Descrição da tarefa: Pode retomar o relato sobre a sensação de morrer e dar sequência à narrativa a partir da última frase mostrada?

Texto apresentado:
▬▬▬▬▬▬
Fernando da Mota Lima (in memoriam)

A volta, 1998 – Gil Vicente, nanquim sobre papel, 153×171 cm, coleção particular.

Já ouvi vários relatos relativos à visão ou sensação de morrer. Há quem tenha visto uma figuração do céu ou além; há quem tenha ressuscitado convertido a alguma fé e experiências ou visões semelhantes. A minha, de alcance bem menos místico ou extremo, foi de uma serenidade indescritível. Depois de escapar por milagre de uma violenta colisão, provocada por uma amada seduzida pelo extremo da vida e da droga, voltei a mim numa sala de hospital entre máquinas congeladas (era a minha sensação).
▬▬▬▬▬▬
Linhas de dados:
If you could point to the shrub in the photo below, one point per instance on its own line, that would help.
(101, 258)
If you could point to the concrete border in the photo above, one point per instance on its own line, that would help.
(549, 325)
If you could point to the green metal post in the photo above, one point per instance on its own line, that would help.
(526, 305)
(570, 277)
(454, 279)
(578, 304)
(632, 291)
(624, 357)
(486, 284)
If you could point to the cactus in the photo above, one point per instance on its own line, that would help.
▬▬▬▬▬▬
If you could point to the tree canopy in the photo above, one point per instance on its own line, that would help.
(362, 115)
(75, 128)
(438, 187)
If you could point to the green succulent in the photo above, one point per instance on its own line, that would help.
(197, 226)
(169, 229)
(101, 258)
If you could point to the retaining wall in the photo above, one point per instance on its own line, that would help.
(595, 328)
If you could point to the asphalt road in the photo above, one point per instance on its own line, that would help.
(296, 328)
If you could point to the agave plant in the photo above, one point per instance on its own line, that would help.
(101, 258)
▬▬▬▬▬▬
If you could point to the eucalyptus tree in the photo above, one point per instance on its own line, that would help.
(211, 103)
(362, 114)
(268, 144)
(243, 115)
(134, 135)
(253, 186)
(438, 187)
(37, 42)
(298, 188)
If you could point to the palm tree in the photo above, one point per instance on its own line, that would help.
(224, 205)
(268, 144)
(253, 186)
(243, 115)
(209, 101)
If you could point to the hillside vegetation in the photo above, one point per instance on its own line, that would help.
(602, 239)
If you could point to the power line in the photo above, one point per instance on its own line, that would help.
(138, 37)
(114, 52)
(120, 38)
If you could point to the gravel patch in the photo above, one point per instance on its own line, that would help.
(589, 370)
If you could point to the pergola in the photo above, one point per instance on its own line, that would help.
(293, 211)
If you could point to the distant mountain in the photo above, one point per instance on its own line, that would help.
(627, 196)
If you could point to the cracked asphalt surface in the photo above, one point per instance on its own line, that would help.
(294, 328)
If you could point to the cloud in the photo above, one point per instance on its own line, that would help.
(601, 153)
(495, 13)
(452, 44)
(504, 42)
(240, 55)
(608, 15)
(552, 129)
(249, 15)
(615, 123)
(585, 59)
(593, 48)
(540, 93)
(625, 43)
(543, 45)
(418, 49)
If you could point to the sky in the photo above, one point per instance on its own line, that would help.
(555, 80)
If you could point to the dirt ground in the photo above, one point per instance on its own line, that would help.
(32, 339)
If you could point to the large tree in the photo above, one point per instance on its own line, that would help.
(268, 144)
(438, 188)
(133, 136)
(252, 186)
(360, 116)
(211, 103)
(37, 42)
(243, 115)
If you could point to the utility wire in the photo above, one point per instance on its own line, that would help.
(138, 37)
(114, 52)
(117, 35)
▬▬▬▬▬▬
Resposta abaixo:
De repente, tive uma estranha sensação de morte. Achei que estava morrendo. Só que essa sensação não me causou nenhum medo ou pânico. Pelo contrário, foi a maior experiência de serenidade e paz que senti na minha vida. Daí, salvo do desastre e da morte, mais tarde deduzi que a morte em si nada tem de aterrorizante nem anunciador de qualquer transcendência religiosa. Isso não quer dizer que me libertei do medo da morte. Reflito sobre ela com frequência e isento de medo. A ela devo alguns dos melhores poemas e meditações que escrevi. Nada mais além disso. Epicuro dizia não haver motivo para temê-la, pois quando somos ela ainda não é e quando ela é, já não somos. A formulação metafísica é bela, mas duvido que nos reconcilie com o medo da morte. São raros os que morrem com a serena coragem de Sócrates, Montaigne, Epícuro e os grande estoicos.